Excerpted text
========================================
But in Oklahoma -- where both the firing squad and the chair are still statutory alternatives to the needle, if other methods were to be deemed unconstitutional by the courts -- method and morality don't seem to matter much.

This is the state -- the state where I grew up, by the way, and where I once worked as a newspaper reporter -- that has the highest per capita rate of executions in the country. Nationally, support for the death penalty has declined from a high of 80% in the 1990s to only 60% now, according to Gallup. States such as Connecticut, Maryland and New Mexico recently have abolished this abhorrent practice. It's unclear if public opinion in Oklahoma mirrors the national trend, statistically, but anecdotal evidence suggests the state supports, if not celebrates, state-sponsored death.

"Give them a bonus!" one commenter wrote on The Oklahoman's website, apparently referring to the executioner or state officials.

"I hope that man was in more pain than anyone ever imagined possible," a woman from Oklahoma wrote on Facebook, echoing a sentiment I saw repeated.

Not everyone reacted this way, to be sure. But an outsider could be forgiven for seeing politicians in the state who support these unethical policies as death-hungry and vengeful.

History would support that view as well.

It was Oklahoma, after all, in 1977, that was the first state to authorize death by lethal injection. That decision was made, in part, because Oklahoma was "facing the expensive prospect of fixing the state's broken electric chair," and lethal injections were cheaper, according to Human Rights Watch.

It was Oklahoma, in 1988, that lost an argument before the U.S. Supreme Court that it should be able to execute a man who was convicted of murder at age 15.

And it was Oklahoma, just this year, that executed a 38-year-old man, Michael Wilson, whose last words, just a moment before his death, were, "I feel my whole body burning."

Yet, the state proceeded with Lockett's execution this week. And it did so, according to The Guardian, using "dosages never before tried in American executions."

Oklahoma Gov. Mary Fallin was forced to show some sense when she ordered a stay of a second execution -- of convicted child rapist and murderer Charles Warner -- that was scheduled to occur after Lockett's on Tuesday. That a state was going to execute two men in one night drew international curiosity and condemnation. It rattled some feathers in Oklahoma, as there were protesters at the Capitol. But the governor and many residents were unmoved.

No one would dispute that Lockett's crime was unthinkably heinous: He was convicted of shooting 19-year-old Stephanie Neiman before watching his accomplice bury her alive. But that doesn't excuse the state from ordering his death, especially in this way.

Both Lockett and Warner's sentences had been contested in court, with attorneys for the inmates arguing that the state cannot withhold the exact source of the drugs it planned to use for the executions. A political circus ensued, and the court, in the view of Andrew Cohen, a fellow at the Brennan Center for Justice, "caved in to the political pressure."

Oklahoma Supreme Court Justice Steven Taylor wrote, in agreement with the court, that Lockett and Warner had no right to know the source of the chemicals. "...(I)f they were being hanged, they would have no right to know whether it be cotton or nylon rope; or if they were being executed by firing squad, they would have no right to know whether it be by Winchester or Remington ammunition," he wrote, according to news reports.
========================================
[Image object location entries]
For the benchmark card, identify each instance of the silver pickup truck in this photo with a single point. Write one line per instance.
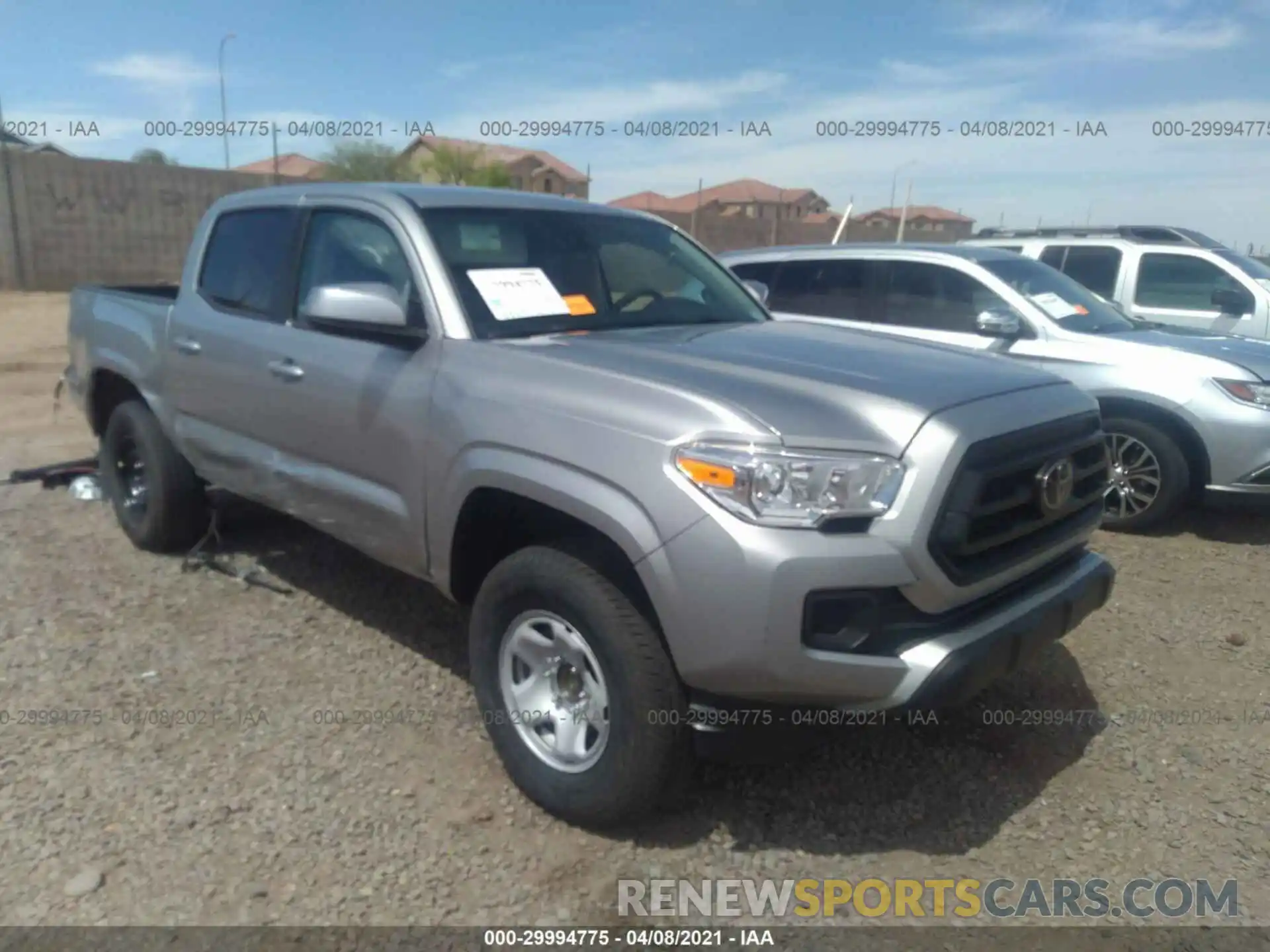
(666, 509)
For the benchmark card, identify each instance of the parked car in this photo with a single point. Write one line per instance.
(1185, 413)
(1173, 276)
(666, 510)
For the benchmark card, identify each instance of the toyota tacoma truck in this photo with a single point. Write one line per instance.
(661, 506)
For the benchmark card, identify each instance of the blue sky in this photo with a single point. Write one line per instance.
(1126, 63)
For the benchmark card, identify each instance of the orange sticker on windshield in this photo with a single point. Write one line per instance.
(579, 305)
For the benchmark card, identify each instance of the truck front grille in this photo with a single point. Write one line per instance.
(1019, 494)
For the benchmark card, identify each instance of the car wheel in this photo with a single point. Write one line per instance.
(1150, 476)
(575, 690)
(158, 499)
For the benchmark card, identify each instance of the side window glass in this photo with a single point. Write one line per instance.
(829, 288)
(935, 298)
(1179, 282)
(247, 263)
(345, 248)
(756, 270)
(1094, 267)
(1053, 255)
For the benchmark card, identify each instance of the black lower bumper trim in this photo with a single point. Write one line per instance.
(969, 669)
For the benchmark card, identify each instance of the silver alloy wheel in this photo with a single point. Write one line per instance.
(1134, 484)
(554, 691)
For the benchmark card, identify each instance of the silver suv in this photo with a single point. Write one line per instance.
(1184, 411)
(1170, 276)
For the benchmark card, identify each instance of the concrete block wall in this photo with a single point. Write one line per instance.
(88, 221)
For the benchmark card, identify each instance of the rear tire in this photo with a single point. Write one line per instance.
(636, 750)
(158, 499)
(1150, 476)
========================================
Exercise tasks
A - Answer these questions about the excerpt on Oklahoma executions:
(i) In what year did Oklahoma become the first state to authorize death by lethal injection?
(ii) According to Gallup, what is the current level of national support for the death penalty?
(iii) Who ordered a stay of Charles Warner's execution?
B - Can you return the records from the line containing "For the benchmark card, identify each instance of the concrete" through the end of the records, inclusive, reproducing each line without changes?

Completed exercise
A -
(i) 1977
(ii) 60%
(iii) Oklahoma Gov. Mary Fallin

B -
For the benchmark card, identify each instance of the concrete block wall in this photo with a single point. Write one line per instance.
(88, 221)
For the benchmark card, identify each instance of the rear tire in this photo with a single point. Write one line per instance.
(636, 750)
(158, 499)
(1150, 476)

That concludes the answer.